## Fragmento proporcionado:
--

La vida de G no es angustiosa, ha aceptado ser humano. El protagonista de la perspectiva kafkiana del relato es el otro hombre, o lo que es lo mismo, el topo. Un elemento no resignado a pertenecer al mundo, ni a ser un dios o como un dios. Como una mancha orgullosa en un mantel jactándose del poco relieve del hilo blanco.
Si así fuera, y basado la firme evidencia de hechos ficticios no veo por qué no podría serlo, Kafka también tiene por precursores a los filósofos de desaliento, el hombre arrojado y la angustia. Precursores póstumos, que no alcanzaron a ver ambos lados de la moneda. Hombres que no pudieron contentarse con ejecutar su incomparable destreza en un solo trapecio.

--

## Extractos de entradas:
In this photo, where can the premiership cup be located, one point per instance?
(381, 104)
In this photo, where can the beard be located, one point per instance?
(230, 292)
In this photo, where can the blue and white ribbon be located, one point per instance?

--

## Desafíos:
1. Reproduce del fragmento sobre Kafka la parte que empieza con las palabras "La vida de G" y termina con "del hilo blanco.".
2. Responde según el fragmento sobre Kafka:
(a) ¿Qué ha aceptado G?
(b) ¿Quién es el protagonista de la perspectiva kafkiana del relato?
(c) ¿Qué no alcanzaron a ver los precursores póstumos?
3. Prolonga el fragmento sobre Kafka a partir del punto en que se detiene.
Las entradas no tienen ningún papel aquí.

## Resultados del ejercicio:
1.
La vida de G no es angustiosa, ha aceptado ser humano. El protagonista de la perspectiva kafkiana del relato es el otro hombre, o lo que es lo mismo, el topo. Un elemento no resignado a pertenecer al mundo, ni a ser un dios o como un dios. Como una mancha orgullosa en un mantel jactándose del poco relieve del hilo blanco.

2.
(a) Ser humano.
(b) El otro hombre, es decir, el topo.
(c) Ambos lados de la moneda.

3.
Los personajes de Kafka, muchos, los protagonistas, no son héroes. Sólo los policiales negros tienen héroes (como Casablanca o la Iliada). Los protagonistas de Kafka no son seres racionales arrojados a un mundo irracional, son el elemento irracional del mundo. Son, cuando humanos, cobardes. El heroísmo está en aceptar nuestro papel secundario, nuestras dos o tres líneas cuando mucho en la historia y actuarlas como es debido; por instinto, en general, o por aceptación; con una media sonrisa. Hector, Rick, y el personaje de de Will Ferrell en Stranger than fiction apuntan en esa dirección. Gloria a ellos, cuyos nombres, como los nuestros, no figuran en ninguna calle.